Pentecostal Church Lures Latin Americans Away From Catholicism (2)
0 Comments Published by LeBlues on Monday, March 5, 2007 at 7:19 AM.
Rap-metal rhythms resound from a church hall with a corrugated iron roof in the barrio Villa Reconciliación, an impoverished district in the Nicaraguan capital of Managua. A young man is standing at the keyboards, rapping staccato about his brother's death. A long-sleeved shirt hides his tattoos.
Geovany Rodríguez's body is a mass of martial tattoos and scars from knife wounds. The head of a drooling dog on the 29-year-old's bicep testifies to his membership in Los Perros. "The Dogs" -- some 60 teens and young men -- have established a reign of terror in the slums of the Nicaraguan capital. Until six years ago, Geovany was one of the gang's leaders.

> Raw records:

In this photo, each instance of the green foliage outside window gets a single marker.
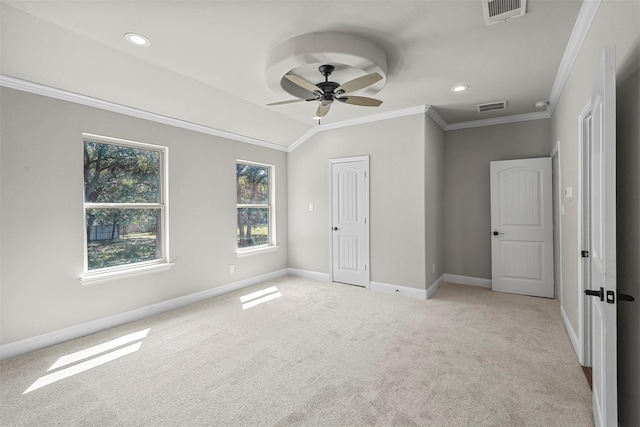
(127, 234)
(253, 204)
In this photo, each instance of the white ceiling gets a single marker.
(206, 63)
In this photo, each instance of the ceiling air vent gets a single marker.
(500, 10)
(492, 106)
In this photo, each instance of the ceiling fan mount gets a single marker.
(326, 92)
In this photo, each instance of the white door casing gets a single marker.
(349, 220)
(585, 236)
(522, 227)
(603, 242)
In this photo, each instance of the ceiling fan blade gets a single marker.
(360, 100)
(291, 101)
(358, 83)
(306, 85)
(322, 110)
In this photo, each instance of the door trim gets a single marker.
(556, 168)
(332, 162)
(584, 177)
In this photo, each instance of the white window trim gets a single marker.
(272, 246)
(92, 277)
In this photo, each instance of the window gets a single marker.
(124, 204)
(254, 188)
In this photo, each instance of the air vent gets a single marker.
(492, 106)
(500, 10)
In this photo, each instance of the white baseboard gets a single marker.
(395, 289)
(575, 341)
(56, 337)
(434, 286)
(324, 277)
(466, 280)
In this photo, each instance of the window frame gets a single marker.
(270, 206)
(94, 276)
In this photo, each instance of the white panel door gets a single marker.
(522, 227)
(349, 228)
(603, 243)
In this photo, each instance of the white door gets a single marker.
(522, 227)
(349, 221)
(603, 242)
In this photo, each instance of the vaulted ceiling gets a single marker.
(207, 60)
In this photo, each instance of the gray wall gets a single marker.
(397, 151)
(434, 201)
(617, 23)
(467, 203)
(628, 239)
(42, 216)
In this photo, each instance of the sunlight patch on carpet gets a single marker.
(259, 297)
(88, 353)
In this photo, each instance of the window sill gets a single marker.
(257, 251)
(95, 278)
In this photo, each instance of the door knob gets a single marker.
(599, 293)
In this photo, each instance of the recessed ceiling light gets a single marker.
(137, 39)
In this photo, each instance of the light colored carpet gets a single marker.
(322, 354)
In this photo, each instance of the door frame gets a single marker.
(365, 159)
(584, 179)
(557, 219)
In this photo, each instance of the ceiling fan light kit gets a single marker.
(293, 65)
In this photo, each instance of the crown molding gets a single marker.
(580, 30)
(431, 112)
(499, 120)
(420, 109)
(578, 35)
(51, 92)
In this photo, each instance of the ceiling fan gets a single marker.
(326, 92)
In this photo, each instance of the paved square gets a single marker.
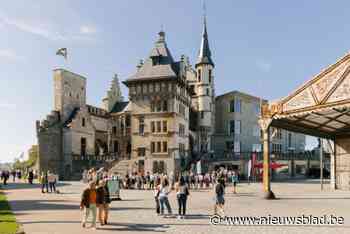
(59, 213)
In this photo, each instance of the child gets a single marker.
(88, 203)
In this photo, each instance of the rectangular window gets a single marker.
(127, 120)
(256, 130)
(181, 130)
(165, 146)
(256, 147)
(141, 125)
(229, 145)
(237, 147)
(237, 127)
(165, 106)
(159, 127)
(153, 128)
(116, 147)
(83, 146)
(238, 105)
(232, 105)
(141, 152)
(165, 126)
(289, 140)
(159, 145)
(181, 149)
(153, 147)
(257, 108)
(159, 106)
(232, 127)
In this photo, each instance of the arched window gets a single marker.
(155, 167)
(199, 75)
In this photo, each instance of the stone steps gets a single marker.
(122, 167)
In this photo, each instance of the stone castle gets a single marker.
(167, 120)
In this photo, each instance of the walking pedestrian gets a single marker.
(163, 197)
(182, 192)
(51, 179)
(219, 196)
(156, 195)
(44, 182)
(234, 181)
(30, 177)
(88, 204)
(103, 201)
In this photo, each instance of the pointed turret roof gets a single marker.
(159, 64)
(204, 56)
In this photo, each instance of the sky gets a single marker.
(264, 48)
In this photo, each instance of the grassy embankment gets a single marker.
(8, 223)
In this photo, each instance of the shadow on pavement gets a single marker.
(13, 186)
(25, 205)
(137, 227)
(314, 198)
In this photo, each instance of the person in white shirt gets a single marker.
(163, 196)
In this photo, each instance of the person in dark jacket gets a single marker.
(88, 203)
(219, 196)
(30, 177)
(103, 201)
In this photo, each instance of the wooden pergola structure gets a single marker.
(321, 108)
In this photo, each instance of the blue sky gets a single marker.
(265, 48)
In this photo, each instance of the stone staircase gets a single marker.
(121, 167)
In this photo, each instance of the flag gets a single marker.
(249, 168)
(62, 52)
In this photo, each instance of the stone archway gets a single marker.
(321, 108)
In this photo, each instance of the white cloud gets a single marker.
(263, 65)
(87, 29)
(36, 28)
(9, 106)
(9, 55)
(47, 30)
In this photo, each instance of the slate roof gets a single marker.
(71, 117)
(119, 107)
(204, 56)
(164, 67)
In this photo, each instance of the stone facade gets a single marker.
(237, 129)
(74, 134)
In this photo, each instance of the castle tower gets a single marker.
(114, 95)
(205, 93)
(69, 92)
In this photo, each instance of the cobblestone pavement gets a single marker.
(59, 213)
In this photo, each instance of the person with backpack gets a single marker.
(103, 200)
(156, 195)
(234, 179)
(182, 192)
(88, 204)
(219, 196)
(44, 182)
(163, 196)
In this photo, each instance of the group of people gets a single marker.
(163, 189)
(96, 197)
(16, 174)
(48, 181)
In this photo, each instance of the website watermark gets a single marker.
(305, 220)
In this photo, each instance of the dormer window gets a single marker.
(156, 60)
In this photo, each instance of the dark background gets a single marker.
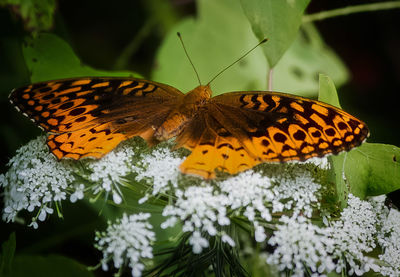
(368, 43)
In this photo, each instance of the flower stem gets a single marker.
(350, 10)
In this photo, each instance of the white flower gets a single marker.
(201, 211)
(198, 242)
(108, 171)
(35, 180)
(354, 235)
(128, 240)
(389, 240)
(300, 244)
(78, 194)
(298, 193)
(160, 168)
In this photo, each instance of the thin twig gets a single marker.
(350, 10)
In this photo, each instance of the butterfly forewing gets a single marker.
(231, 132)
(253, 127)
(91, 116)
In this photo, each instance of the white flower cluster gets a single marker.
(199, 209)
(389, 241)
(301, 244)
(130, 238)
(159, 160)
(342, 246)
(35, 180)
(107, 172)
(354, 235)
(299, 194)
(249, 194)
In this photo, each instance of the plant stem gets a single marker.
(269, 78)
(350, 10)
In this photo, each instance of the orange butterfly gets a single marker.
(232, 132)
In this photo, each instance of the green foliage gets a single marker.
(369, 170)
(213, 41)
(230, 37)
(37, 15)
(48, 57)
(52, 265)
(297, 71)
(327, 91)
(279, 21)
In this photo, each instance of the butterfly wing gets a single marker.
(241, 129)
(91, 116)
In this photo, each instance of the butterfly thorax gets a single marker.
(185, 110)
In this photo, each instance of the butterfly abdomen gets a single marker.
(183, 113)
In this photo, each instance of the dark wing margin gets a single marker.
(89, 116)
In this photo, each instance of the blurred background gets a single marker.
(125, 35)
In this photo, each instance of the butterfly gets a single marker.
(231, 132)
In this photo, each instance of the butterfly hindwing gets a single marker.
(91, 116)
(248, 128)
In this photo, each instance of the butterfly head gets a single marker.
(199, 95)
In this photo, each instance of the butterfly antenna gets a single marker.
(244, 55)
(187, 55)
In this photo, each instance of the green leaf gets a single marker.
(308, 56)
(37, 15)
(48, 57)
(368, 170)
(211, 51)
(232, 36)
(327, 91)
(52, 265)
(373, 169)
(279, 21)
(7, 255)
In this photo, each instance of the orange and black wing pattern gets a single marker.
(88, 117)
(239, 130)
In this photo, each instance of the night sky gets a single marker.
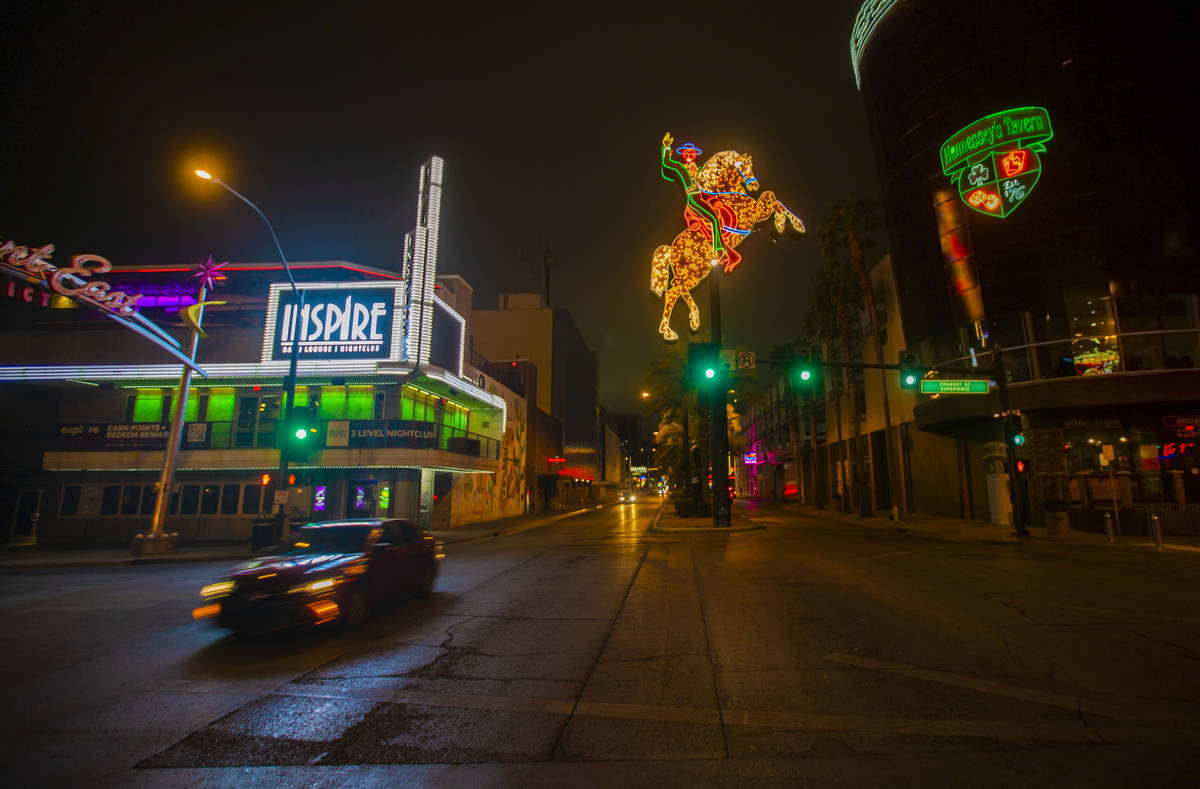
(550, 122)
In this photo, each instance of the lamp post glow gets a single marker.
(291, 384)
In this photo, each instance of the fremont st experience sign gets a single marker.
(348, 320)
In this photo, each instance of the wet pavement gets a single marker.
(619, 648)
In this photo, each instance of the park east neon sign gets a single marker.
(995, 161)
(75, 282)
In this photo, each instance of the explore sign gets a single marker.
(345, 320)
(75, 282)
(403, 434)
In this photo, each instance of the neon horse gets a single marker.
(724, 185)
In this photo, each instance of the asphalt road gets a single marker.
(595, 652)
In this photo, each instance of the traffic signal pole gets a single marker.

> Brief 1:
Answer these questions about the Managua church article:
(a) In which barrio does the church hall stand?
(b) How old is Geovany Rodríguez?
(c) About how many teens and young men belong to "The Dogs"?
> Brief 2:
Rewrite the listing starting at the line containing "In this photo, each instance of the green leaf" and ending at the end of the listing, changing "gets a single marker" to "receives one point" and leaving everything else as it is. Leave out the pictures.
The article and the listing have nothing to do with each other.

> Written reply 1:
(a) Villa Reconciliación
(b) 29
(c) Some 60

> Written reply 2:
In this photo, each instance of the green leaf receives one point.
(308, 56)
(37, 15)
(48, 57)
(368, 170)
(211, 51)
(232, 36)
(327, 91)
(52, 265)
(373, 169)
(279, 21)
(7, 255)
In this photo, each instance of the orange and black wing pattern receives one point.
(88, 117)
(239, 130)
In this photo, each instance of the night sky receives one point.
(550, 122)
In this photo, each instance of the lamp post glow receives one point.
(291, 384)
In this photo, each instance of the fremont st experience sign receives one point.
(348, 320)
In this photo, each instance of the wet pavement receives one point.
(619, 648)
In this photo, each instance of the park east neon sign receives one point.
(995, 161)
(75, 282)
In this photo, each instance of the explore sign receives one point.
(345, 320)
(75, 282)
(403, 434)
In this photo, each instance of the neon horse receives one point.
(724, 185)
In this photo, each instance of the asphalt road receives one point.
(595, 652)
In this photo, each instance of the traffic signal pole receives one point.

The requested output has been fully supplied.